►

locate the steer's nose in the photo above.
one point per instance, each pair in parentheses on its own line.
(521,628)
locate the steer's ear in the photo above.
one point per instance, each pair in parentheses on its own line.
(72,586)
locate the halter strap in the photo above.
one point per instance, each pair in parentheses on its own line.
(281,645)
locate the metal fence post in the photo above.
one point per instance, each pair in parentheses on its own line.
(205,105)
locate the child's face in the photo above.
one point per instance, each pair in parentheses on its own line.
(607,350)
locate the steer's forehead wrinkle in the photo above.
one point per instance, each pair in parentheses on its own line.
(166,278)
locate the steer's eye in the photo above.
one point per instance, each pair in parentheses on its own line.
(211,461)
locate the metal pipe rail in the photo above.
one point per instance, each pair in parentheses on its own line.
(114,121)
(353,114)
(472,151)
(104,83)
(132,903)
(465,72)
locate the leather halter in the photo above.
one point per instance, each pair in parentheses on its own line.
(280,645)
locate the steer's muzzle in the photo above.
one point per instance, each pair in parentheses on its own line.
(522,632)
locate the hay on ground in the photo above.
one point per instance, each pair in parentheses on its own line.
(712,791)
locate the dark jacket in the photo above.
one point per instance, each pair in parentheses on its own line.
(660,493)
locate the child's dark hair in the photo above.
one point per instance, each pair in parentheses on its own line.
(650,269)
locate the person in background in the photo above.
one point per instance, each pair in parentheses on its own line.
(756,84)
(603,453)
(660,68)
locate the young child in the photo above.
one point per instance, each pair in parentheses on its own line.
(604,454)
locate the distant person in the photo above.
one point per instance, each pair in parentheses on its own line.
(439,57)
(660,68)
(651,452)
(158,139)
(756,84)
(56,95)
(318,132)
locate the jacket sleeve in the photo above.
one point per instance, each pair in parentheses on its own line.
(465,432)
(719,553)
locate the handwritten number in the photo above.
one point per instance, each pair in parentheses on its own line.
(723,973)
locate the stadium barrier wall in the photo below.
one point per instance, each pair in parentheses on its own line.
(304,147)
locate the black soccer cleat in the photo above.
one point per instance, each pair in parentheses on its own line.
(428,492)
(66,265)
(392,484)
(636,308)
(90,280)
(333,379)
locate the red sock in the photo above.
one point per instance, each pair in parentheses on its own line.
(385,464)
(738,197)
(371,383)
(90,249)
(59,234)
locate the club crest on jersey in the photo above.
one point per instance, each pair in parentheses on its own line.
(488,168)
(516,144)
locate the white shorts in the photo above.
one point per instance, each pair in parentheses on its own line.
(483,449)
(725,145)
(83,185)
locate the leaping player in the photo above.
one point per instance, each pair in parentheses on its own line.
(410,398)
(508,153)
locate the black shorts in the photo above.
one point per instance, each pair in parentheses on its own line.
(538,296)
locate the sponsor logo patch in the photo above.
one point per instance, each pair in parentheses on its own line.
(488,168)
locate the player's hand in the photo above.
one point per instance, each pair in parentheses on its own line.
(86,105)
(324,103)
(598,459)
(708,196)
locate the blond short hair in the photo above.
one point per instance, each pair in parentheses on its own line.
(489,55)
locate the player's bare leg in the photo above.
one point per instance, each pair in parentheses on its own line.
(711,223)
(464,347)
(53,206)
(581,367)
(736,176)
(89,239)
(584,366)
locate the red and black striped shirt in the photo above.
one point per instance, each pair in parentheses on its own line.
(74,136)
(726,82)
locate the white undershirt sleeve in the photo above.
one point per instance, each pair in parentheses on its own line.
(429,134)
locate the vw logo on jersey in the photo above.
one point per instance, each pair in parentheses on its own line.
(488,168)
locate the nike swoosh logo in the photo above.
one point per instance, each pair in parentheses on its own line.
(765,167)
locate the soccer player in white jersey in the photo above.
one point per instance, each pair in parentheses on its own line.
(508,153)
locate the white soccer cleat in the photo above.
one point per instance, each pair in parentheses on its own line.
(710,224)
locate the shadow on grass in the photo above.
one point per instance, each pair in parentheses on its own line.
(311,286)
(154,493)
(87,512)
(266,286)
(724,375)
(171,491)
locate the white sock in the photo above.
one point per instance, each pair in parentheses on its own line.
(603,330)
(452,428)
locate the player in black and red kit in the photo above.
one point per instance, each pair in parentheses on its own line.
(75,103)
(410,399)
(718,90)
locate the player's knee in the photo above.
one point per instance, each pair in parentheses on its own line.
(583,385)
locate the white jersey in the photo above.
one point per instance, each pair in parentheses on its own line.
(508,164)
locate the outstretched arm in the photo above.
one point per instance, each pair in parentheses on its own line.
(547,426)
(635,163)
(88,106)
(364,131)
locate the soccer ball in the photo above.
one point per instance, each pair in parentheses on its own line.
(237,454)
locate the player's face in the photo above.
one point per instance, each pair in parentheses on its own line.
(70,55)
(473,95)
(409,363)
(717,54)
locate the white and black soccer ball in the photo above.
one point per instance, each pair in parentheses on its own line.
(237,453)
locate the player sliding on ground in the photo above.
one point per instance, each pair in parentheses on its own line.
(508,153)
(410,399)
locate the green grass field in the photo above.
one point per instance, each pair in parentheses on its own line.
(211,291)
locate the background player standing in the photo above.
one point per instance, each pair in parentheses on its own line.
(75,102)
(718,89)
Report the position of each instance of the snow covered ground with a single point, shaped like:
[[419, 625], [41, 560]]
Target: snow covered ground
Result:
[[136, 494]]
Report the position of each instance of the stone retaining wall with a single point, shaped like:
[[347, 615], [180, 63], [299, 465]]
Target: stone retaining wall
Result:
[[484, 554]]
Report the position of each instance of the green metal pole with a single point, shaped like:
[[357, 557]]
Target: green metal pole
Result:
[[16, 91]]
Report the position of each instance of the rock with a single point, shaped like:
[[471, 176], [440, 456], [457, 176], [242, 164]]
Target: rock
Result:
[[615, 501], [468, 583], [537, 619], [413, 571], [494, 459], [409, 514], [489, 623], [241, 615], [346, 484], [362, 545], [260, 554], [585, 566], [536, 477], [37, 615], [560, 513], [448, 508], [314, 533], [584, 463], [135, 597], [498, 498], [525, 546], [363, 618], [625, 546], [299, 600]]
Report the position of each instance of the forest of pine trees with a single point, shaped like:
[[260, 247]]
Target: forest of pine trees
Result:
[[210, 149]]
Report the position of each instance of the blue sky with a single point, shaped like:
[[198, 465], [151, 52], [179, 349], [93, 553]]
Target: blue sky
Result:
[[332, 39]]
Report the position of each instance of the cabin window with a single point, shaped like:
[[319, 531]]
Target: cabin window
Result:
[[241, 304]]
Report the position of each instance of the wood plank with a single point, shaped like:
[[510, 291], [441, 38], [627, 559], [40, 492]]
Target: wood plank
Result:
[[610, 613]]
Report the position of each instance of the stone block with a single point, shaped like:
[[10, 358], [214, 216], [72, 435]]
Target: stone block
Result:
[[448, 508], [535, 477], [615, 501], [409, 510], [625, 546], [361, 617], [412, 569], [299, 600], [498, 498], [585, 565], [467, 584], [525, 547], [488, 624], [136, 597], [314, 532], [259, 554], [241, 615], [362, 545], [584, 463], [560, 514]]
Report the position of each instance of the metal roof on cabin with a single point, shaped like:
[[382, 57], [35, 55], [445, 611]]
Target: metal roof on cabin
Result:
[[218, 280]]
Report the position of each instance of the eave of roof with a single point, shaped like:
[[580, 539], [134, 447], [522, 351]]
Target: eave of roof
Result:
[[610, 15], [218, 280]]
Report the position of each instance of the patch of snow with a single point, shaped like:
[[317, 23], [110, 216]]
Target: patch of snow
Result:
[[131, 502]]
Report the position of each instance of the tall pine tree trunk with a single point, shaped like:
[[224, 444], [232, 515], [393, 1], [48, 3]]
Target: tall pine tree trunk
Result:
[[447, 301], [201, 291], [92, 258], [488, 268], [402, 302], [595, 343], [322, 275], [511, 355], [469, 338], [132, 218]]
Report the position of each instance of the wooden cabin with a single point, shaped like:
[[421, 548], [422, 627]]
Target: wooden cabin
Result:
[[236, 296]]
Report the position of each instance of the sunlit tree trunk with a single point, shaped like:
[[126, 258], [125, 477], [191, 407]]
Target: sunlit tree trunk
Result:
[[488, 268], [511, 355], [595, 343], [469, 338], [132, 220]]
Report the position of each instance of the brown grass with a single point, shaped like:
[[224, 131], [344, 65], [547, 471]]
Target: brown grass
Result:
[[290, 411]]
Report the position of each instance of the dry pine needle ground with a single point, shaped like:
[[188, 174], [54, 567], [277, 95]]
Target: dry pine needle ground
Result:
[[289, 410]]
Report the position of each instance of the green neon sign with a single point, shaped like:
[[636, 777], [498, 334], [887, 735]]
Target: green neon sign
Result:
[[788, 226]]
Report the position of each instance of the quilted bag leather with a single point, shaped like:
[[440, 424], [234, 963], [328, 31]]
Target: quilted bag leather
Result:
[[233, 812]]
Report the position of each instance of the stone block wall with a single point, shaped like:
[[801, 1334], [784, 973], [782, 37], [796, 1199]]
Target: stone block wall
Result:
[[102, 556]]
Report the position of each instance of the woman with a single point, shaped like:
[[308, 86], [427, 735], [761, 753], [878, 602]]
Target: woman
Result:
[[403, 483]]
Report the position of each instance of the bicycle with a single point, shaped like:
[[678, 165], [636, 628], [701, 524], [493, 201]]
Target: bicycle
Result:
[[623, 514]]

◄

• [Task requirements]
Working through the records above, copy each line in which "child" is found.

• [Solution to this problem]
locate the child's face in the photo above.
locate the child's dark hair in the photo above.
locate the young child in the photo above.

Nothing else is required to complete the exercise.